--- ЧТО ТРЕБУЕТСЯ ---
[a] Воспроизведите дословно фрагмент статьи о поэзии Лимонова, начиная с «Вся жизнь Эдуарда» и далее до «рядом с близкими.».
[b] Перечислите все журналы, в которых, по сведениям статьи о поэзии Лимонова, публиковалась Алла Войская.

--- ОТРЫВОК ТЕКСТА ---
----
Я в мыслях ПОДДЕРЖУ другого человека… Лирическое «я» в поэзии Эдуарда Лимонова

Алла Войская родилась в Москве. Студентка Литературного института им. Горького. Пишет прозу и литературную критику. Публиковалась в журналах «Юность», «Кольцо А», «Формаслов», «Лиterraтура», а также в газете «Литературная Россия». Лауреатка премии «Русское слово» (2017), финалистка премии «_Литблог» (2019). Ведет литературно-критический проект «СКАЛА».


 

Я в мыслях ПОДДЕРЖУ другого человека…

Лирическое «я» в поэзии Эдуарда Лимонова

 

Книги Эдуарда Лимонова очень тесно переплетены с его жизненными вехами: «Подросток Савенко» — это отрочество в харьковском поселке, «Это я — Эдичка» — жизнь в эмиграции и разрыв с женой Еленой. «Мои книги — это моя биография: серия ЖЗЛ», — писал Лимонов в «Книге воды». Поэтому в контексте поэзии Лимонова стоит говорить не о лирическом герое, а о лирическом «я». Так, в стихотворении «Мой отрицательный герой…» поэт прямо констатирует тождество своего лирического героя и себя как автора.

 

Мой отрицательный герой
Всегда находится со мной
Я пиво пью — он пиво пьет
В моей квартире он живет

 

Вся жизнь Эдуарда Лимонова: полулегальное существование в Москве среди столичных авангардных художников, отъезд из СССР, непризнание нью-йоркской эмиграцией, маргинальный статус лидера запрещенной в России партии — это борьба и разочарование. В. Бондаренко в книге «Поколение одиночек» пишет: «Эдуард Лимонов, на мой взгляд, очень близок Сергею Есенину. Настоящему, подлинному Есенину. Поэту с нежной душой и резкими, грубыми поступками. Поэту из гущи народной и всегда трагически одинокому».

Где бы ни был Лимонов, он всегда одинок, как среди незнакомцев, так и рядом с близкими.

 

В прошлый праздник ровно в понедельник
Я сидел у краешка стола
Бледная бескровная беседа
Чуть плыла

 

«Я сидел у краешка стола» — его позиция всегда крайняя. Поэт не один, но при этом одиноко сидит на периферии. «Бледная бескровная беседа/ Чуть плыла», — его совсем не занимает, что происходит вокруг. Кто говорит, о чем говорят — это неважно, ведь он обособлен, и тягучая беседа лишь навевает скуку.

Лимоновское «я» все время тяготеет к уединению. Его занимают лишь долгие прогулки в одиночестве и постижение мира, «узкого», «тайного» («Лето 1978»)

 

Мир посещая узкий тайный
Я был восторженно один

 

Но где же искать отдушину, если ты отчужден от общества? Очевидно, в любви.

Любовная лирика Лимонова изобильна, но многие стихотворения имеют схожую сюжетную канву: его либо уже покинула возлюбленная, либо их отношения на исходе — и разрыв случится если не сейчас, то довольно скоро.
----
--- ПРЕДСТАВЛЕННЫЕ ЗАПИСИ ---
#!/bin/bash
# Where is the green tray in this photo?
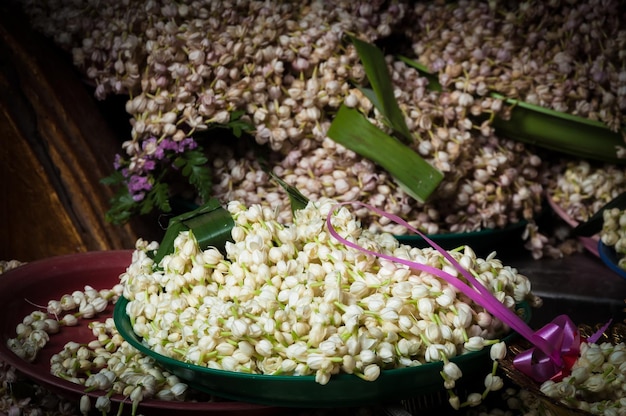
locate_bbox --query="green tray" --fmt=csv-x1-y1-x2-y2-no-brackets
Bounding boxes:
113,297,530,408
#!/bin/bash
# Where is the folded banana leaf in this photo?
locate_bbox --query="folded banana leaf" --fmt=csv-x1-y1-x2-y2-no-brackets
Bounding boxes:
153,198,235,264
----
--- ОТВЕТЫ ---
[a]
Вся жизнь Эдуарда Лимонова: полулегальное существование в Москве среди столичных авангардных художников, отъезд из СССР, непризнание нью-йоркской эмиграцией, маргинальный статус лидера запрещенной в России партии — это борьба и разочарование. В. Бондаренко в книге «Поколение одиночек» пишет: «Эдуард Лимонов, на мой взгляд, очень близок Сергею Есенину. Настоящему, подлинному Есенину. Поэту с нежной душой и резкими, грубыми поступками. Поэту из гущи народной и всегда трагически одинокому».

Где бы ни был Лимонов, он всегда одинок, как среди незнакомцев, так и рядом с близкими.

[b] «Юность», «Кольцо А», «Формаслов», «Лиterraтура»